Lines of data:
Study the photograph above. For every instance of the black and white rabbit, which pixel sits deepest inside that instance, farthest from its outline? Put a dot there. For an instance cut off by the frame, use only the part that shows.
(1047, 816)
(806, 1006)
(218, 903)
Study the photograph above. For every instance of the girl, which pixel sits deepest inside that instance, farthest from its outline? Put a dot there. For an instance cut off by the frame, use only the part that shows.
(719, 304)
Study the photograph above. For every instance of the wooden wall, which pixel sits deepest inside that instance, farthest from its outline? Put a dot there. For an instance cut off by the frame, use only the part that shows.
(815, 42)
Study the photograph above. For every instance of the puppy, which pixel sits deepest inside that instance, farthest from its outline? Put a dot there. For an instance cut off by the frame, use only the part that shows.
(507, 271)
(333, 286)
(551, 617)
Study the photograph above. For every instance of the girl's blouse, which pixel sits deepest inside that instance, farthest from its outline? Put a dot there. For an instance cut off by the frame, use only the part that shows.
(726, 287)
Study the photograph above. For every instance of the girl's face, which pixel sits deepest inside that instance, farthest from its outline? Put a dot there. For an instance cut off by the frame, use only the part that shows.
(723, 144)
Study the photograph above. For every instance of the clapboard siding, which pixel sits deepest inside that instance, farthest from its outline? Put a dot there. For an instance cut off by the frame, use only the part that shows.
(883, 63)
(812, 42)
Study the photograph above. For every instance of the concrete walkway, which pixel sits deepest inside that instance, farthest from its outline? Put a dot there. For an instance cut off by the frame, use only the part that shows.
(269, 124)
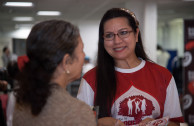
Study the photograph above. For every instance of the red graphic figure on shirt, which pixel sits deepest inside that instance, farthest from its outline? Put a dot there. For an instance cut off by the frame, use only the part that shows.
(133, 104)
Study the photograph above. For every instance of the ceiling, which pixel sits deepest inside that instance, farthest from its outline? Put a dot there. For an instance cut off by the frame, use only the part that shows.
(78, 10)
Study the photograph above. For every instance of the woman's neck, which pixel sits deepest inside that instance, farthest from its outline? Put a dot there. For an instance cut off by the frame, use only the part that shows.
(128, 63)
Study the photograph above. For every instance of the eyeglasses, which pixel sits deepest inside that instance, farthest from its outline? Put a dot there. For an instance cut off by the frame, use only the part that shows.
(121, 34)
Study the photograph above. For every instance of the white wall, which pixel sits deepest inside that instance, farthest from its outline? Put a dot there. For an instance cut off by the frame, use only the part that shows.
(171, 37)
(89, 34)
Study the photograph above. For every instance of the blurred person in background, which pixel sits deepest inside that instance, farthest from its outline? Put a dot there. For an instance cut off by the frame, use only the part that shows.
(87, 65)
(8, 56)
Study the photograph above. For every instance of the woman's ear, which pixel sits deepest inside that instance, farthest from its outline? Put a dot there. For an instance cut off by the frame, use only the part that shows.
(66, 63)
(136, 34)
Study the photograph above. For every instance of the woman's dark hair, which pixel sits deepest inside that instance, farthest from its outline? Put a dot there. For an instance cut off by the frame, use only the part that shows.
(105, 74)
(46, 46)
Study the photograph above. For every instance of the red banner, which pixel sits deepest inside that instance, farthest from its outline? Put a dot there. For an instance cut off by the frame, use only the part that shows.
(188, 63)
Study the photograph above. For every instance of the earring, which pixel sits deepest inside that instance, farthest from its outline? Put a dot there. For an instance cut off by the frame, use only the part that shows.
(67, 72)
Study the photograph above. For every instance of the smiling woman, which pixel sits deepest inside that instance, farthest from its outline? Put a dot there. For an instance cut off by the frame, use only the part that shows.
(126, 84)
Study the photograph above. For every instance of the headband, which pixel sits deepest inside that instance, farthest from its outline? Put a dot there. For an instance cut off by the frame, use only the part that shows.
(132, 14)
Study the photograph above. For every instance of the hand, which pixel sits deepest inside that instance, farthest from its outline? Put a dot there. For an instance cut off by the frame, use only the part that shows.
(3, 85)
(109, 121)
(143, 122)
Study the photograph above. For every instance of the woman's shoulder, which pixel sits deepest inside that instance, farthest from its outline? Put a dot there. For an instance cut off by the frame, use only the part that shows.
(157, 68)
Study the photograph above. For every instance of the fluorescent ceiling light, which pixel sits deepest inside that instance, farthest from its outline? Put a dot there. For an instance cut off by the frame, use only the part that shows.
(23, 26)
(23, 19)
(19, 4)
(49, 13)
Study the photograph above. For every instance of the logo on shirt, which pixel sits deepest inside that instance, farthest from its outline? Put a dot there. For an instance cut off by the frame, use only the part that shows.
(134, 106)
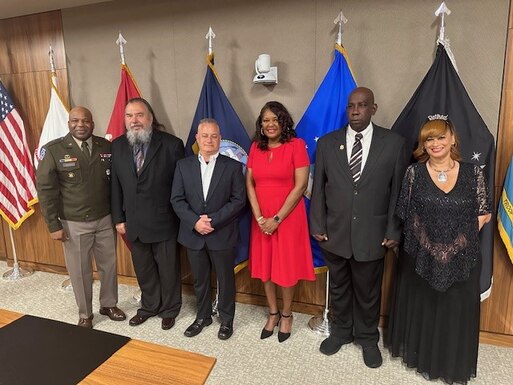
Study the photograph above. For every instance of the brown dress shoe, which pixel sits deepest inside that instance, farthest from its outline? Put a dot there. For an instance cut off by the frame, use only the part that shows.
(137, 320)
(114, 313)
(86, 322)
(168, 323)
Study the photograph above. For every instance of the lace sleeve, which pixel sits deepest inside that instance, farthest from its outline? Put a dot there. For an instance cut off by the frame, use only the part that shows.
(404, 197)
(483, 195)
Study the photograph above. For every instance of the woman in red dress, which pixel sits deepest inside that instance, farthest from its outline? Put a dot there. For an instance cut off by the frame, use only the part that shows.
(276, 178)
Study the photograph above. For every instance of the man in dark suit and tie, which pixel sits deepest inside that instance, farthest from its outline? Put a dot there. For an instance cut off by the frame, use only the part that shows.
(143, 165)
(209, 195)
(358, 174)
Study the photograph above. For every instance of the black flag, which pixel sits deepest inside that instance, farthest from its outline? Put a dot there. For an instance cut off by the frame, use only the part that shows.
(442, 92)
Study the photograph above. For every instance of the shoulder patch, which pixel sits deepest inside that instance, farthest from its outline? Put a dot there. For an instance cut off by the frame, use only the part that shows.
(41, 154)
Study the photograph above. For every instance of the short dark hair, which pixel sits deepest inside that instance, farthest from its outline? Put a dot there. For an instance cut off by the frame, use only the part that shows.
(156, 125)
(284, 119)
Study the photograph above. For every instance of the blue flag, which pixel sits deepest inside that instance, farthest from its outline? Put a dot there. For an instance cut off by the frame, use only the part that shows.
(505, 214)
(326, 113)
(442, 92)
(235, 142)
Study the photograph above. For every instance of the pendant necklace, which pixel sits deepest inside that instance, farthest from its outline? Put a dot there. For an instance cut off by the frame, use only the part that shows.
(442, 174)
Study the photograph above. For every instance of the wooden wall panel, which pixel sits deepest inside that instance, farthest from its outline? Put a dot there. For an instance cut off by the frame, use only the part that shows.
(25, 73)
(26, 41)
(497, 310)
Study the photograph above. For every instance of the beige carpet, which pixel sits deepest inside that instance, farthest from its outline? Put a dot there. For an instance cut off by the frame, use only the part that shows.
(244, 358)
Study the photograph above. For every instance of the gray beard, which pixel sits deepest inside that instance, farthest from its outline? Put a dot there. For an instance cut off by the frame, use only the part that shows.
(138, 137)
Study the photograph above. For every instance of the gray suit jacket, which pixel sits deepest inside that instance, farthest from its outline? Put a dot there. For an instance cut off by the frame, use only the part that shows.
(356, 218)
(225, 201)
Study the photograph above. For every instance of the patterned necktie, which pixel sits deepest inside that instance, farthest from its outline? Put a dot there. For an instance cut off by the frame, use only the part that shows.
(355, 164)
(139, 157)
(85, 150)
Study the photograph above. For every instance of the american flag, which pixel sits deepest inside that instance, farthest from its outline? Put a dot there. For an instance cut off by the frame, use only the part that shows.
(17, 177)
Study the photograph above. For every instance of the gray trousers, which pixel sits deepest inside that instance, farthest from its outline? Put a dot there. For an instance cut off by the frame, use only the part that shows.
(87, 239)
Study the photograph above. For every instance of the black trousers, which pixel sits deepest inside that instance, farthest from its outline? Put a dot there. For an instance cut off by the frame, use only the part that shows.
(157, 267)
(222, 261)
(355, 297)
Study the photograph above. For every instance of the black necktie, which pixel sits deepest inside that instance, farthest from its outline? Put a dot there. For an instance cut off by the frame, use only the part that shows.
(139, 157)
(355, 164)
(85, 150)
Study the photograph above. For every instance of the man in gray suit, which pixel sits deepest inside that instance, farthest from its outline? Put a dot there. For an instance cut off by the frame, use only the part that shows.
(208, 196)
(358, 174)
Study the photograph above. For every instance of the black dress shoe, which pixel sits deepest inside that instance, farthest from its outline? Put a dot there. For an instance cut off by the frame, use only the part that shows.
(114, 313)
(225, 331)
(372, 356)
(267, 333)
(137, 320)
(282, 336)
(197, 326)
(168, 323)
(332, 344)
(86, 322)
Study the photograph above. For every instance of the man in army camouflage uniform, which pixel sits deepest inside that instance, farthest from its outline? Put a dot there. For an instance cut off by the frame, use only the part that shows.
(73, 185)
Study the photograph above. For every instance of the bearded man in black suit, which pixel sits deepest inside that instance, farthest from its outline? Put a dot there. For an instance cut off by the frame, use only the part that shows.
(143, 165)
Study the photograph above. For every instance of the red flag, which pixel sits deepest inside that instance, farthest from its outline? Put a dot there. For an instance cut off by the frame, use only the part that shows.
(126, 91)
(17, 177)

Work to do:
Give back the lines above exactly, from the one with "Study the photograph above. For every instance of the bearded" through the last line.

Full output:
Study the photograph above. For every instance of the bearded man in black suit, which pixel sits deepest inside that instance, farthest from its outline? Put a dot there. For an instance cut off by the frame, use only the part that shows.
(143, 165)
Study the photograph above. For every instance of the red flag, which pixel sits deepest inside that instance, farthest from its outline? Put a dot there. For an instance cut off by the frame, use only the part that shows.
(126, 91)
(17, 177)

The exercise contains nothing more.